*Material for the task*
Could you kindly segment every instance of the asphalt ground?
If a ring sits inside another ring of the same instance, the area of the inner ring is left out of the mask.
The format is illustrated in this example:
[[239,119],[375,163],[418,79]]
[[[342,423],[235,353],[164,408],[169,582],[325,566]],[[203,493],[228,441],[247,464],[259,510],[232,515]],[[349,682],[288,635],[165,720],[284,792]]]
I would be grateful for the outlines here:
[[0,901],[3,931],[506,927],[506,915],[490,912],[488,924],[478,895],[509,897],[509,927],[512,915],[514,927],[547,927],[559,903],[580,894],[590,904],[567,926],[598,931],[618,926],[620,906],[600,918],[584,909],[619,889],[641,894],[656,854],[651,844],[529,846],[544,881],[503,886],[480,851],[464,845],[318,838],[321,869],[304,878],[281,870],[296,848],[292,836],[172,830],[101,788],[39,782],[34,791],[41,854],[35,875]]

*Aim*
Put each line of the material above into a Markdown table with two columns, Row and Material line. Leave out blank lines.

*Written response*
| Row | Material line |
|---|---|
| 1 | Could you kindly segment every instance of the asphalt ground? |
| 2 | If a ring sits inside another ring of the same instance, the area of the inner ring is left out of the mask. |
| 3 | The format is illustrated in this example: |
| 4 | [[239,119],[375,163],[418,79]] |
| 5 | [[[342,423],[235,353],[164,408],[169,582],[325,566]],[[203,493],[228,441],[247,464],[259,510],[232,515]],[[349,682],[288,635],[165,720],[284,792]]] |
| 6 | I would be grateful for the outlines here: |
| 7 | [[0,901],[3,931],[506,927],[506,915],[490,912],[488,924],[478,895],[509,897],[509,927],[512,915],[514,927],[547,927],[559,903],[580,894],[590,904],[567,926],[598,931],[618,926],[620,906],[600,918],[584,909],[619,889],[641,894],[656,854],[651,844],[529,846],[544,881],[503,886],[480,851],[464,845],[318,838],[321,869],[304,878],[281,870],[296,848],[292,836],[172,830],[101,788],[39,782],[34,791],[41,854],[35,875]] |